== Extracted entries ==

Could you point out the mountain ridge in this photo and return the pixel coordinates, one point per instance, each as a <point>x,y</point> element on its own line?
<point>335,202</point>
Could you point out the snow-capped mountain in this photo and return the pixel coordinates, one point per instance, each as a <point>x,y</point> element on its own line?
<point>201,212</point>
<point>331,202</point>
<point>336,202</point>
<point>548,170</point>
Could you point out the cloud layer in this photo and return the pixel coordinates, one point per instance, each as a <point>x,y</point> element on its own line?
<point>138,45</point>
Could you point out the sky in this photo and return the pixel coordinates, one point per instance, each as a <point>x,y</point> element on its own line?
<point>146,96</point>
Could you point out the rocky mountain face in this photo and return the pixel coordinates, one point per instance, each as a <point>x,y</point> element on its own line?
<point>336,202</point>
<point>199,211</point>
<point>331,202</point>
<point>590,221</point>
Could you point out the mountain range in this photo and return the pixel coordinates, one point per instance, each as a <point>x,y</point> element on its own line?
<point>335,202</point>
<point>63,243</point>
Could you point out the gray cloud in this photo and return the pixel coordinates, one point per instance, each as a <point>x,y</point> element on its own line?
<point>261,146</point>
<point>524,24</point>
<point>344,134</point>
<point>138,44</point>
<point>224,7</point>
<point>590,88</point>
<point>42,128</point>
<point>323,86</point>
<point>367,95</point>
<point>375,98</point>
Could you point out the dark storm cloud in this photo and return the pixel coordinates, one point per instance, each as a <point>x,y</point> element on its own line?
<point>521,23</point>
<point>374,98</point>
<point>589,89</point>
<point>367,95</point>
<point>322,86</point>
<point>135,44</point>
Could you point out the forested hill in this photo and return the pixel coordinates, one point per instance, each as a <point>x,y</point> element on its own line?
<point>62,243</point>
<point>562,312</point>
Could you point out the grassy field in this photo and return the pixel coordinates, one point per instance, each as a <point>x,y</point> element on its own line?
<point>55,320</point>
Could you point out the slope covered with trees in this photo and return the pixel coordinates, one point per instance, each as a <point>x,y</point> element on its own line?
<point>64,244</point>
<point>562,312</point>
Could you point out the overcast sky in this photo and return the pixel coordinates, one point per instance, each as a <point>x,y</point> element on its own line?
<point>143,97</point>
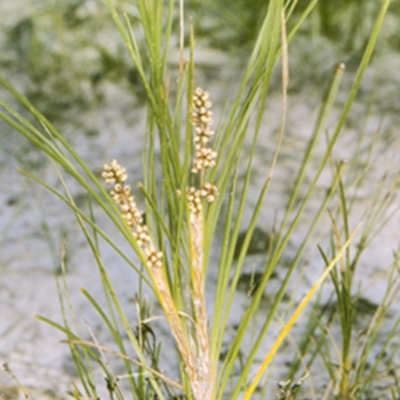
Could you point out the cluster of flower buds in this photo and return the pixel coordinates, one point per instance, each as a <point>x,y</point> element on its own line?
<point>204,156</point>
<point>202,119</point>
<point>115,174</point>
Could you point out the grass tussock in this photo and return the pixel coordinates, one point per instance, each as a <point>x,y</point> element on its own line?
<point>196,188</point>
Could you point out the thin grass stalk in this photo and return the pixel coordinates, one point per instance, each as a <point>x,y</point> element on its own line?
<point>286,329</point>
<point>269,267</point>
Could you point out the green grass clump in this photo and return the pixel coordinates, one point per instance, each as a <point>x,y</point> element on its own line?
<point>195,208</point>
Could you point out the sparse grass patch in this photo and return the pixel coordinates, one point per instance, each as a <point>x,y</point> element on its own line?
<point>190,228</point>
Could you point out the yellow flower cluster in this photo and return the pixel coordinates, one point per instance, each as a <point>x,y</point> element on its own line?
<point>115,174</point>
<point>205,156</point>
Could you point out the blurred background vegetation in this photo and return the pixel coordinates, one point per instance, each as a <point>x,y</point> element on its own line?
<point>62,53</point>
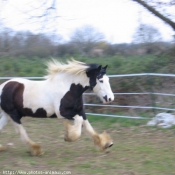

===

**Action item**
Retype all the entries word for word; the pictures stay out.

**Exercise output**
Could you point out the mountain ridge in this photo and return the pixel coordinates, one point per instance, each as a <point>x,y</point> element on its own line?
<point>335,202</point>
Could you point out the snow-capped mountain in this photo and return the pixel coordinates, one point per instance, each as a <point>x,y</point> element on its own line?
<point>201,212</point>
<point>331,202</point>
<point>336,202</point>
<point>548,170</point>
Could you point out the cloud layer in this photo and return the pixel coordinates, one point per instance, each as a <point>x,y</point> element on its own line?
<point>138,45</point>
Could you point out the sky in this photo and return the pixel coordinates, one point per instance, each as a <point>x,y</point> element on its own line?
<point>146,96</point>
Could you point out the rocky mountain face in this photo and return the pixel coordinates, one point per instance, each as a <point>x,y</point> element on its own line?
<point>336,202</point>
<point>199,211</point>
<point>331,202</point>
<point>590,221</point>
Could you point out the mountain range in this photo and return the pixel coordinates, one point per instance, each as a <point>x,y</point> element on its own line?
<point>335,202</point>
<point>63,243</point>
Could you point out the gray cloud in this photo and return the pixel coordinates, one point per instance, each as a <point>x,y</point> element on its own line?
<point>261,146</point>
<point>524,24</point>
<point>344,134</point>
<point>138,44</point>
<point>224,7</point>
<point>590,88</point>
<point>42,128</point>
<point>323,86</point>
<point>367,95</point>
<point>375,98</point>
Could you point out the dark storm cloud in this photo and return the pixel coordinates, one point per instance, each as a <point>x,y</point> element on its own line?
<point>521,23</point>
<point>374,98</point>
<point>589,89</point>
<point>367,95</point>
<point>322,86</point>
<point>135,44</point>
Could you point out the forested hill in this photo and return the pixel coordinates, one point per instance, each as a <point>x,y</point> element on its own line?
<point>62,243</point>
<point>562,312</point>
Could you point out the grassy field in this photo and return the pixel coordinates, one point per instance, each as a <point>x,y</point> element on its own line?
<point>55,320</point>
Could you point out the slope covered with trees in this photo and return the pixel coordinates, one point per instance, each as a <point>x,y</point> element on its own line?
<point>64,244</point>
<point>562,312</point>
Could you point out the overcast sky in this photo and return the pixel coordinates, one point per instance, each as a <point>x,y</point> element on its own line?
<point>143,97</point>
Could you point out the cluster of flower buds in this photo and return the pixel coordinates, one point per instance, each as a <point>x,y</point> element on its own line?
<point>204,156</point>
<point>202,119</point>
<point>115,174</point>
Could you point out the grass tussock in this photo and return the pixel coordinates, one point per instance, each as a <point>x,y</point> element on its own line?
<point>196,188</point>
Could you point out the thin grass stalk in this photo and return the pixel coordinates, one point per instance, each as a <point>x,y</point> element on its own line?
<point>286,329</point>
<point>269,267</point>
Could you point out the green grass clump in this photo and return the pixel coordinates, one point per instance, each as a <point>x,y</point> element on its own line?
<point>195,208</point>
Could you point out the sparse grass patch in this photo and return the pixel coordinates, one point per instance, each as a <point>x,y</point> element on its own line?
<point>190,228</point>
Could you point out the yellow flower cluster in this photo and return the pixel coordinates, one point per instance, each as a <point>x,y</point> element on its own line?
<point>115,174</point>
<point>205,156</point>
Could you point out the blurred background vegetation in this photo and return the pixel coordinates, one point per instance, each as a <point>x,y</point> element on its own line?
<point>62,53</point>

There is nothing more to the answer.